• TO DO:
a: In the article about working with developers, for how many years has the writer watched this play out from the developer side?
b: Please print the article about working with developers from "I've seen founders" up to and including "What You're Buying.".
Start of DOCUMENT SEGMENT
How to Work with a Developer When You're Not Technical (and Not Get Ripped Off)

Rod Alexanderson··5 min read

You have an idea, a budget, and zero clue whether the developer you just hired is building your app or padding their invoice. I've watched this play out for six years from the developer side.

I've seen founders get burned by agencies, freelancers, and "friends who code." I've also seen non-technical founders manage developer relationships better than most CTOs. The difference is never about technical knowledge. It's about knowing what to ask, what to demand, and what to ignore.

You Don't Need to Learn to Code. You Need to Know What You're Buying.

The biggest mistake non-technical founders make is thinking they need to understand the code. You don't. You need to understand the deliverable.

When you hire a plumber, you don't learn pipe fitting. You learn enough to say "I want hot water in the kitchen by Thursday." That's the level of technical literacy you need with a developer.
End of DOCUMENT SEGMENT
Start of DATA ROWS
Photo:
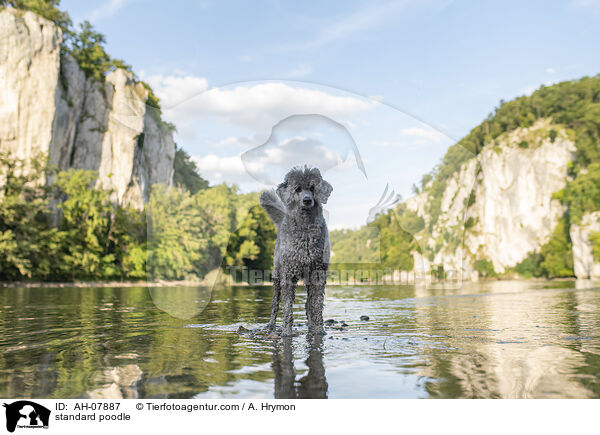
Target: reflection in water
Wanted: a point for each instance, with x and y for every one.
(313, 385)
(500, 339)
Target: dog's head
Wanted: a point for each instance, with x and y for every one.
(303, 189)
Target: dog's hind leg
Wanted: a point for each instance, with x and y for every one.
(275, 305)
(288, 290)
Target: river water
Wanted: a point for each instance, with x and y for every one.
(503, 339)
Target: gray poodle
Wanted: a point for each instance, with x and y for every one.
(302, 247)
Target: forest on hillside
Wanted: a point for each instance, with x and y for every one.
(67, 230)
(573, 105)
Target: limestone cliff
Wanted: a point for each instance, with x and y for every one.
(499, 206)
(48, 105)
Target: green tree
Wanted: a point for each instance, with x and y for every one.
(26, 238)
(485, 268)
(558, 253)
(87, 48)
(44, 8)
(186, 174)
(179, 233)
(252, 245)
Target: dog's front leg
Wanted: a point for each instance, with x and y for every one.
(288, 294)
(275, 305)
(315, 290)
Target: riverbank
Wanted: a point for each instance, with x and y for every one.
(187, 283)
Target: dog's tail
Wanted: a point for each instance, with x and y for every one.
(275, 208)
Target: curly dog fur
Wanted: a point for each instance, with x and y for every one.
(302, 246)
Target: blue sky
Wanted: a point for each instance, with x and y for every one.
(406, 78)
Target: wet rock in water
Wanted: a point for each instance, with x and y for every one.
(243, 331)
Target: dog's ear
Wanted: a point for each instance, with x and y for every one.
(324, 189)
(282, 192)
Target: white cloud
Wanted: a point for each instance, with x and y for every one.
(359, 21)
(107, 9)
(229, 140)
(423, 135)
(218, 169)
(185, 99)
(586, 4)
(300, 71)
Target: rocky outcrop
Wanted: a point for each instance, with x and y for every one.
(583, 259)
(48, 105)
(512, 212)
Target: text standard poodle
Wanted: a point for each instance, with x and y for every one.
(302, 247)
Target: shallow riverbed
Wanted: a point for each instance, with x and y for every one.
(486, 340)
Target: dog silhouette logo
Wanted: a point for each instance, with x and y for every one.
(26, 414)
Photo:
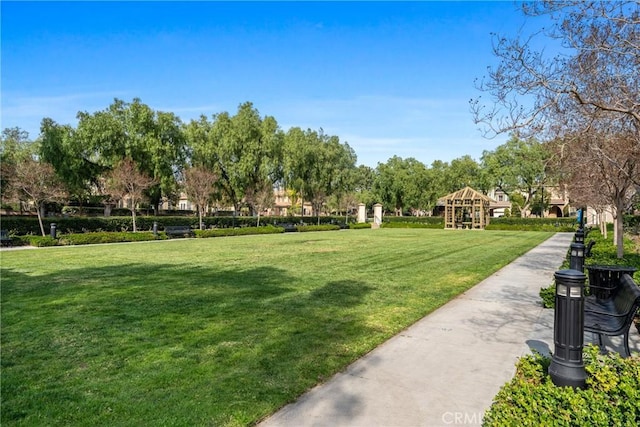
End of DATA ROWS
• WRITTEN RESPONSES:
a: Six years.

b:
I've seen founders get burned by agencies, freelancers, and "friends who code." I've also seen non-technical founders manage developer relationships better than most CTOs. The difference is never about technical knowledge. It's about knowing what to ask, what to demand, and what to ignore.

You Don't Need to Learn to Code. You Need to Know What You're Buying.